Input material section start
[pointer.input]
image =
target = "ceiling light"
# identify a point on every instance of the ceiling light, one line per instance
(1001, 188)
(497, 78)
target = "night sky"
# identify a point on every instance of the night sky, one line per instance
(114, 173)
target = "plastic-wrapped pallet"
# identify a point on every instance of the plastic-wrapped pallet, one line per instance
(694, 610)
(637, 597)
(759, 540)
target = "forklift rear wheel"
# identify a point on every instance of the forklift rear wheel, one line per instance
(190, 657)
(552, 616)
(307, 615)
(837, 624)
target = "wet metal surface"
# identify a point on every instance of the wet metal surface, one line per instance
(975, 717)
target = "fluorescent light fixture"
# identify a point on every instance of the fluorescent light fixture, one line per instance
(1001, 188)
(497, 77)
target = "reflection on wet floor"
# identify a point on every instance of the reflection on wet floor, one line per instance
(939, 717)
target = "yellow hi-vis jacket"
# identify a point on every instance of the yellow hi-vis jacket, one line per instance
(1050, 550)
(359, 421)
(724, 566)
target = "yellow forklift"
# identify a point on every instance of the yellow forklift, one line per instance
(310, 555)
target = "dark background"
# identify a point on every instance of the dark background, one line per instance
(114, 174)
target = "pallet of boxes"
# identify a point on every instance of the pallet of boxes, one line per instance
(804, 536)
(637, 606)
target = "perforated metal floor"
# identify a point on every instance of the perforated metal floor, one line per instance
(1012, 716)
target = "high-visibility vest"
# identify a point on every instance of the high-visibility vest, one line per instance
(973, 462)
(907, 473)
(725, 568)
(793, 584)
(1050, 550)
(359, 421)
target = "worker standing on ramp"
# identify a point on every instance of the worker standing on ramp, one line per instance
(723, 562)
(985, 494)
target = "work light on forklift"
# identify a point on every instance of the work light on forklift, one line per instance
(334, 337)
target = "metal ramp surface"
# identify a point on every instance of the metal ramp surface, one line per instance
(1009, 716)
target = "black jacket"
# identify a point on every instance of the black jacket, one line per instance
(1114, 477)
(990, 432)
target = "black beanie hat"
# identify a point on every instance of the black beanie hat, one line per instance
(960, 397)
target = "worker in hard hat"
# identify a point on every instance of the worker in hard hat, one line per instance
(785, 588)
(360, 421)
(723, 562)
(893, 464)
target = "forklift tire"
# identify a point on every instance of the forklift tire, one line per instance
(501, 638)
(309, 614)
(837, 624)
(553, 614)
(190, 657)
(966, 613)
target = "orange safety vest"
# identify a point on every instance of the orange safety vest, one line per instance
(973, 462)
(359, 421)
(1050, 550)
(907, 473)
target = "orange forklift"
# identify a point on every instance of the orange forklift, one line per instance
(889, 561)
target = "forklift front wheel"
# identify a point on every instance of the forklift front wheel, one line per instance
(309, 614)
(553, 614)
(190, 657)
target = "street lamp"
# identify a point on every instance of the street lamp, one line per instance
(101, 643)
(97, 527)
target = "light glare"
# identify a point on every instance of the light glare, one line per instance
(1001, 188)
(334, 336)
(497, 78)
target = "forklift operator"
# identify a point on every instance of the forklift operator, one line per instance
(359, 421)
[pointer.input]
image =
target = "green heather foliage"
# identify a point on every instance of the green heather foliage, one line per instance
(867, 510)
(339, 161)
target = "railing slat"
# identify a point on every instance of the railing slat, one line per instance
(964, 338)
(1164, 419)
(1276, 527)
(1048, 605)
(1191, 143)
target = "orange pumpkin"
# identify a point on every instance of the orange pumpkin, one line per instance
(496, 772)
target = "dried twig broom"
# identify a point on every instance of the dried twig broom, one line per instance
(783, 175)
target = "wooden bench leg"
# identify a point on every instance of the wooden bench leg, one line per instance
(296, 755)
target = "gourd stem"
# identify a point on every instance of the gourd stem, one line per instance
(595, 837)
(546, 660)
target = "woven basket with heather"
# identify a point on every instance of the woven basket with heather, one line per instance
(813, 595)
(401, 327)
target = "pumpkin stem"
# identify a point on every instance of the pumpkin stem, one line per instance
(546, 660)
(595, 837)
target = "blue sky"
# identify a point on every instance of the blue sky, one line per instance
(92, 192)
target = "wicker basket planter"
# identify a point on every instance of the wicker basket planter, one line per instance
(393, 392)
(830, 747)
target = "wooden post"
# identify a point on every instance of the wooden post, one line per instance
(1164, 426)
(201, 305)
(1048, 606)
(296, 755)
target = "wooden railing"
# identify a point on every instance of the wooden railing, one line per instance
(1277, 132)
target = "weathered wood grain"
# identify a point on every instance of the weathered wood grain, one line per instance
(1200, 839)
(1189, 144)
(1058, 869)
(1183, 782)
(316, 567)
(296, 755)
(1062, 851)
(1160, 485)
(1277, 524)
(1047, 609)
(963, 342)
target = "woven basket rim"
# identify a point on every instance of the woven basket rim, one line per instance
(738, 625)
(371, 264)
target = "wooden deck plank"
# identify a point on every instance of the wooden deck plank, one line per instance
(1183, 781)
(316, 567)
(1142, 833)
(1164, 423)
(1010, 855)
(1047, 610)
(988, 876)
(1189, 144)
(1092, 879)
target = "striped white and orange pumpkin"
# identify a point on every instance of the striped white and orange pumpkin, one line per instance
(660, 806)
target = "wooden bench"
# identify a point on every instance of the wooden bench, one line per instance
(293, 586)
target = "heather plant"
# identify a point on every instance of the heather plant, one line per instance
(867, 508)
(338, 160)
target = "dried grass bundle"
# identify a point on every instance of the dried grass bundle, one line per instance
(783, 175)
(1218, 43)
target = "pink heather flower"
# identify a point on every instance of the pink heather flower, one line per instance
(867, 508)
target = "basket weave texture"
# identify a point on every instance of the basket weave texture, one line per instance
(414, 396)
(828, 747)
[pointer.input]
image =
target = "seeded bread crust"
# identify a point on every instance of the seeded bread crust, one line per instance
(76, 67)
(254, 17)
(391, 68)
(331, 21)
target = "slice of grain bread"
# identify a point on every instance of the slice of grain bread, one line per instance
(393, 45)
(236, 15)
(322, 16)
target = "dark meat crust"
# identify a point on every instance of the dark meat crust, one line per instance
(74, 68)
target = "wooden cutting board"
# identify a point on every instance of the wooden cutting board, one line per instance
Input material section end
**About this exercise:** Would you transcribe the records above exactly, leaving nothing out?

**Your solution:**
[pointer.input]
image =
target = "ceiling light"
# identify a point on every instance of the ceiling light, one line per instance
(1001, 188)
(497, 78)
target = "night sky"
# identify a point on every instance of the night sky, one line per instance
(114, 173)
target = "plastic-wrapped pallet"
# identify a point on every instance of the plastic-wrapped pallet, one line per instance
(694, 610)
(637, 597)
(759, 540)
target = "forklift rear wheel"
# identify a point on every instance of the forklift rear wheel, one line per instance
(190, 657)
(552, 616)
(307, 615)
(837, 624)
target = "wet metal surface"
# identify a point on every instance of the wet metal surface, one line per instance
(975, 717)
target = "fluorescent light fixture"
# identify a point on every instance of the fluorescent light fixture, one line per instance
(1001, 188)
(497, 77)
target = "reflection on wet floor"
# identify a point on every instance of the reflection on wet floor, one line per instance
(939, 717)
target = "yellow hi-vis jacket"
# identify a point on every instance of the yellow hi-vis jacket, one line per instance
(1050, 550)
(359, 421)
(724, 566)
target = "yellow forklift"
# identify a point on every instance of the yellow forklift, one line per instance
(310, 555)
target = "dark background"
# identify a point on every instance of the dark background, one line per instance
(114, 174)
target = "pallet of boxes"
# identify a point on every instance of the pallet of boxes, one line per instance
(804, 536)
(637, 606)
target = "perforated metal floor"
# identify a point on every instance of the perforated metal floor, one line per instance
(1012, 716)
target = "high-visibility vest"
# identify a point on every instance of the high-visibility vest, one line per instance
(973, 462)
(907, 473)
(725, 568)
(793, 584)
(1050, 550)
(359, 421)
target = "worker standing on ramp"
# identify a point on every instance of the worker standing on ramp, one line per instance
(723, 562)
(985, 494)
target = "work light on forklift"
# identify a point on every instance of the work light on forklift, one line per instance
(334, 337)
target = "metal ramp surface"
# identify a point on every instance of the metal ramp surface, one line per instance
(1009, 716)
target = "black jacket"
# identify a point on every instance of the black jacket, one line per instance
(1114, 477)
(990, 432)
target = "black beanie hat"
# identify a point on every instance of the black beanie hat, one line per instance
(960, 397)
target = "worker in hard hat"
# identify a point on every instance of the worker in hard hat, one line per instance
(785, 588)
(360, 421)
(723, 562)
(893, 464)
target = "forklift tire"
# identify a point on every instance of the forklift tire, one line per instance
(501, 638)
(309, 614)
(837, 624)
(553, 614)
(190, 657)
(966, 613)
target = "orange safety vest"
# identify a point on every instance of the orange safety vest, one line per instance
(973, 462)
(359, 421)
(1050, 550)
(907, 473)
target = "orange forklift"
# identify a point on every instance of the orange forklift, one line per instance
(889, 561)
target = "forklift front wheel"
# identify a point on every instance of the forklift front wheel, one line per instance
(309, 614)
(553, 614)
(190, 657)
target = "street lamp"
# identify a point on every instance of the street lamp, one line per instance
(101, 643)
(97, 527)
target = "light glare"
# identify a point on every instance of the light glare, one line per instance
(1001, 188)
(334, 336)
(497, 78)
target = "forklift operator"
# identify a point on every instance of the forklift operator, one line per instance
(359, 421)
[pointer.input]
image =
target = "green heather foliage"
# identify a point on every instance of the green heather foliage, one line per instance
(867, 510)
(339, 161)
target = "railing slat"
# identify a point on every instance of the railing slat, one line per instance
(964, 338)
(1164, 419)
(1276, 527)
(1048, 605)
(1191, 143)
target = "orange pumpkin"
# identify a point on every instance of the orange pumpkin, one line per instance
(496, 772)
target = "dried twig broom"
# identify a point on every instance of the dried twig broom, one line per instance
(783, 175)
target = "wooden bench leg"
# identify a point on every instance of the wooden bench leg, one line per instance
(296, 755)
target = "gourd stem"
# identify a point on every instance of the gourd stem, one line per instance
(595, 837)
(546, 660)
target = "woven basket with heather"
# identify a point on every instance of the woven basket with heather, one line per instance
(813, 595)
(401, 327)
target = "pumpkin stem"
# identify a point on every instance of the pumpkin stem, one line per instance
(546, 660)
(595, 837)
target = "blue sky"
# identify a point on every instance of the blue sky, one line per instance
(92, 192)
target = "wicker basket planter"
# identify a point on every instance of the wicker basket planter, one line per instance
(393, 392)
(830, 747)
target = "wooden post"
# identify a point on every instance of the wooden post, one line per instance
(1164, 426)
(201, 305)
(1048, 606)
(296, 755)
target = "wooden railing"
# identify a point on every instance of the wooden railing, one line per instance
(1277, 132)
target = "weathered wood grain"
# identify a point on every instance of the weathered wood grain, one line per instance
(1200, 839)
(1189, 144)
(1058, 869)
(1183, 782)
(316, 567)
(296, 755)
(1062, 851)
(1160, 485)
(1277, 524)
(1047, 609)
(963, 342)
target = "woven basket rim"
# identify a point on every instance of the woven basket rim, one line per instance
(738, 625)
(371, 264)
target = "wooden deck plank"
# identify a point on every instance of the wooden deck plank, one line per instance
(1183, 781)
(316, 567)
(1142, 833)
(1164, 423)
(1010, 855)
(1047, 610)
(988, 876)
(1189, 144)
(1092, 879)
target = "striped white and orange pumpkin"
# identify a point on every instance of the striped white and orange pumpkin, one line per instance
(660, 806)
target = "wooden bench"
# identify a point on every instance of the wooden bench, one line per instance
(293, 586)
target = "heather plant"
# identify a point on every instance of the heather plant, one line per instance
(867, 508)
(338, 160)
target = "dried grass bundle"
# identify a point on every instance of the dried grass bundle, one line per instance
(783, 175)
(1218, 43)
target = "pink heather flower"
# identify a point on every instance of the pink heather flower, one line per instance
(867, 508)
target = "basket weave texture"
# identify a point on every instance of the basket weave texture, one line per instance
(414, 396)
(828, 747)
[pointer.input]
image =
target = "seeded bread crust"
# identify a point on every instance of the seeded bread crust, one line per instance
(76, 67)
(254, 17)
(391, 68)
(331, 21)
target = "slice of grain bread"
# identify a point on every instance of the slice of grain bread, one line per instance
(393, 45)
(236, 15)
(322, 16)
target = "dark meat crust"
# identify a point on every instance of the dark meat crust, one line per instance
(74, 68)
target = "wooden cutting board"
# identify a point on every instance of the wooden cutting board, one line per instance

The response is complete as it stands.